Information given:
===

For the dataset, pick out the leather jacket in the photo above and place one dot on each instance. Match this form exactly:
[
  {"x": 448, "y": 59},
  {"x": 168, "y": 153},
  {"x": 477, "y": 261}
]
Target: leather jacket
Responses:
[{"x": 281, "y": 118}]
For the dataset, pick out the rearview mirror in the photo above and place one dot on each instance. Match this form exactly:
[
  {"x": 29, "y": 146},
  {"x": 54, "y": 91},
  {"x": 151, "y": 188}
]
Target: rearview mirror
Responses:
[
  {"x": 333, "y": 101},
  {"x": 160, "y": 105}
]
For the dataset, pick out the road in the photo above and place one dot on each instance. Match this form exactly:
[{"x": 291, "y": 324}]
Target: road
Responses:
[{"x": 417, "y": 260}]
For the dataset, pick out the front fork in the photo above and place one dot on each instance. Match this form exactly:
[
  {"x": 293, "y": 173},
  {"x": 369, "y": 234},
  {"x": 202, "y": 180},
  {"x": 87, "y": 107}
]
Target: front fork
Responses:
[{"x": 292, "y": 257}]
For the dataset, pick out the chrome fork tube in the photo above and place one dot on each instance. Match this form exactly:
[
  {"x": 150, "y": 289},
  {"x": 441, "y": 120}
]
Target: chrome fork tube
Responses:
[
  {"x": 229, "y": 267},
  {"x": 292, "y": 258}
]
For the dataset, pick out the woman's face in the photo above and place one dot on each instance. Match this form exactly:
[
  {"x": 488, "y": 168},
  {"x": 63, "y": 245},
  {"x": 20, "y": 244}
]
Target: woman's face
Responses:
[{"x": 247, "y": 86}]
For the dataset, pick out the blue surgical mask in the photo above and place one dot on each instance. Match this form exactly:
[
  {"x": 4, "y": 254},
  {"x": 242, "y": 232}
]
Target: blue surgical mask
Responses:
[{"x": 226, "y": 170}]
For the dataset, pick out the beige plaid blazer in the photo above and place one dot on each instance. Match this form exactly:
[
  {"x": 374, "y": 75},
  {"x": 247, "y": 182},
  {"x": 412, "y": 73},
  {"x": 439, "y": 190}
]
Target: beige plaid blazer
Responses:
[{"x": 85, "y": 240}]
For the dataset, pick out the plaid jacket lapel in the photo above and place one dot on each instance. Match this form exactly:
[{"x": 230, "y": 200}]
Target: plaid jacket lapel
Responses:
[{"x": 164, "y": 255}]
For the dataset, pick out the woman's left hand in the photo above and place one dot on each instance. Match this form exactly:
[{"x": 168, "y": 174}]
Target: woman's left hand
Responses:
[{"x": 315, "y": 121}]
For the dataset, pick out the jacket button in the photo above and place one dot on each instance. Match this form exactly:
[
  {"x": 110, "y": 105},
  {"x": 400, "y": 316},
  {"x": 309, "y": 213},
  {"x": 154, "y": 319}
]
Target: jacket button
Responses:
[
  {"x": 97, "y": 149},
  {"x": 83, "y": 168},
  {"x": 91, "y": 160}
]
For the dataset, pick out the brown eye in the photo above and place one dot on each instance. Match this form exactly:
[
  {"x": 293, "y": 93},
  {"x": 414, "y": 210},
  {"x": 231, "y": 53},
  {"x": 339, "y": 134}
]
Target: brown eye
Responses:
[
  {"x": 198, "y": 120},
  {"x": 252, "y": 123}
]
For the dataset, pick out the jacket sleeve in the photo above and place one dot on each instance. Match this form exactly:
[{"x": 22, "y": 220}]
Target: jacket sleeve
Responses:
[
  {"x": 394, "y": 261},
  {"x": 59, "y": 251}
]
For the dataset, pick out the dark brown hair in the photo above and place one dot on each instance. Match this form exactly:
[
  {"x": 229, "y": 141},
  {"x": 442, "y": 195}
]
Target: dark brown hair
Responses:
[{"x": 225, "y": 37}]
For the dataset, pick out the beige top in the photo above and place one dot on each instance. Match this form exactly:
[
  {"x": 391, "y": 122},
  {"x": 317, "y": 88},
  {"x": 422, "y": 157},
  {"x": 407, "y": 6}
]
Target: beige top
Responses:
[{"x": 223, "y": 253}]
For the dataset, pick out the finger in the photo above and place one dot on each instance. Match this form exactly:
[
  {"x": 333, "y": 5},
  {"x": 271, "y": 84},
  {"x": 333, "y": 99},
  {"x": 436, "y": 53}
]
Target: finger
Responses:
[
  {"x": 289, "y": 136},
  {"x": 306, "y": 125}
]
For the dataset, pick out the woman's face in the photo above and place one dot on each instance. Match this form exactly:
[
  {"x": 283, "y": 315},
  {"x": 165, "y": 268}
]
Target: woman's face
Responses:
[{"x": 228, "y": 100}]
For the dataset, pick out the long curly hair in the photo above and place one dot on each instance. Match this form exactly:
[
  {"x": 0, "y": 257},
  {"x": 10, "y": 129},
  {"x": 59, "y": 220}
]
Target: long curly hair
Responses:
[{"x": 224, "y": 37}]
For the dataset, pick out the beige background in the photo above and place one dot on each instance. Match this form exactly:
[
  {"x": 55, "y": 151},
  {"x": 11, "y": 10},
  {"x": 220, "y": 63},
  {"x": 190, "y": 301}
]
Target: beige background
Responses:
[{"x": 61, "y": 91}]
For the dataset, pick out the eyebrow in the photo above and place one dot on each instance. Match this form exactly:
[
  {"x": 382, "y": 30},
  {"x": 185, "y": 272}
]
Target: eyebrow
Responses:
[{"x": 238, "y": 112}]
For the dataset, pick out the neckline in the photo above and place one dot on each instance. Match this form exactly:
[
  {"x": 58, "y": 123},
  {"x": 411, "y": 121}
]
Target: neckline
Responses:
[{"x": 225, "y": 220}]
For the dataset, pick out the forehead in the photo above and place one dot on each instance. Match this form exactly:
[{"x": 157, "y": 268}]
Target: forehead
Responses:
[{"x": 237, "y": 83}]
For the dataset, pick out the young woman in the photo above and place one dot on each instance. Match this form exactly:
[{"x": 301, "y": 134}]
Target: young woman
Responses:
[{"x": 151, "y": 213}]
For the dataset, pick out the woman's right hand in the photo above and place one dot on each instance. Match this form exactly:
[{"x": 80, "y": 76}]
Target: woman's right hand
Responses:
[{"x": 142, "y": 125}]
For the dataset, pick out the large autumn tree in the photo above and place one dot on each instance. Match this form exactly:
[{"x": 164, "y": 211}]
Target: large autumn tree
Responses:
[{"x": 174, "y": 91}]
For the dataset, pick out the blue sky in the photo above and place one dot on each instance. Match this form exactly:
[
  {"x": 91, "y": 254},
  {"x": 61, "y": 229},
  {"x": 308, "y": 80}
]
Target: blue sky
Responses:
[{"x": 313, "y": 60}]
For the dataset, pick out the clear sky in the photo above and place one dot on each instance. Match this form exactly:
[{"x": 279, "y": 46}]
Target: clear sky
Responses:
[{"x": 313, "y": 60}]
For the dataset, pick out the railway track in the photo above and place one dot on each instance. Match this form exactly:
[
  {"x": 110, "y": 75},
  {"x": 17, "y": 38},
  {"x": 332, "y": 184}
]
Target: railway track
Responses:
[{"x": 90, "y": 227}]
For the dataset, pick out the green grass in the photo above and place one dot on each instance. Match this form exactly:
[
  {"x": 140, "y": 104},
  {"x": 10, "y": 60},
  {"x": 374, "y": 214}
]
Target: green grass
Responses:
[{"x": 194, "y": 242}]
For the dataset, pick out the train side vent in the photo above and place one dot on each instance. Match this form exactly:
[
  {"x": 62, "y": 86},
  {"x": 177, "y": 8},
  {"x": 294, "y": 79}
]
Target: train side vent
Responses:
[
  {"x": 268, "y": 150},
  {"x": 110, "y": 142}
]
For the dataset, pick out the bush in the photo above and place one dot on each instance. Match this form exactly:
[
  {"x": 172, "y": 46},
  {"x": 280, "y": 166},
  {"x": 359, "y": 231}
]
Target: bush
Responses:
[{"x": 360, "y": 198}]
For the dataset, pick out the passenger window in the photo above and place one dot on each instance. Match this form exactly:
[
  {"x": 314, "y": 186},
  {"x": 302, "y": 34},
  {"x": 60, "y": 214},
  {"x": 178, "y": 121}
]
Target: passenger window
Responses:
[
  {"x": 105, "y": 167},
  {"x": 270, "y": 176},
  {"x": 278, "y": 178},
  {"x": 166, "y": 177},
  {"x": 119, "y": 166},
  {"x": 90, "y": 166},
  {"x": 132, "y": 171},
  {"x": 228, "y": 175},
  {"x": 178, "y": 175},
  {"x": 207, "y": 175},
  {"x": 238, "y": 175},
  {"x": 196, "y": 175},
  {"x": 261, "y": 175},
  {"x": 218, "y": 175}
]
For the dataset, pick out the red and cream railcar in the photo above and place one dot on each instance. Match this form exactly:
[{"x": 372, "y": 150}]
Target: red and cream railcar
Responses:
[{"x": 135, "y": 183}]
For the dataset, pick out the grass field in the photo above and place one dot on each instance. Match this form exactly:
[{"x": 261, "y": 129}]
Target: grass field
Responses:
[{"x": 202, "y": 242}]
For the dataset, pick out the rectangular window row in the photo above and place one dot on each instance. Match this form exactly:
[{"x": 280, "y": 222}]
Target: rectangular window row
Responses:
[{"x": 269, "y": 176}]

===

What the task requires: Output, as a JSON list of strings with one string per line and no blank lines, every line from the one containing "For the dataset, pick out the rectangular" through the final line of the entries, both ends included.

Written solution:
[
  "For the dataset, pick out the rectangular window row in the photo above and place one dot on each instance. Match this form exactly:",
  "[{\"x\": 280, \"y\": 222}]",
  "Target: rectangular window row",
  "Responses:",
  "[{\"x\": 269, \"y\": 176}]"
]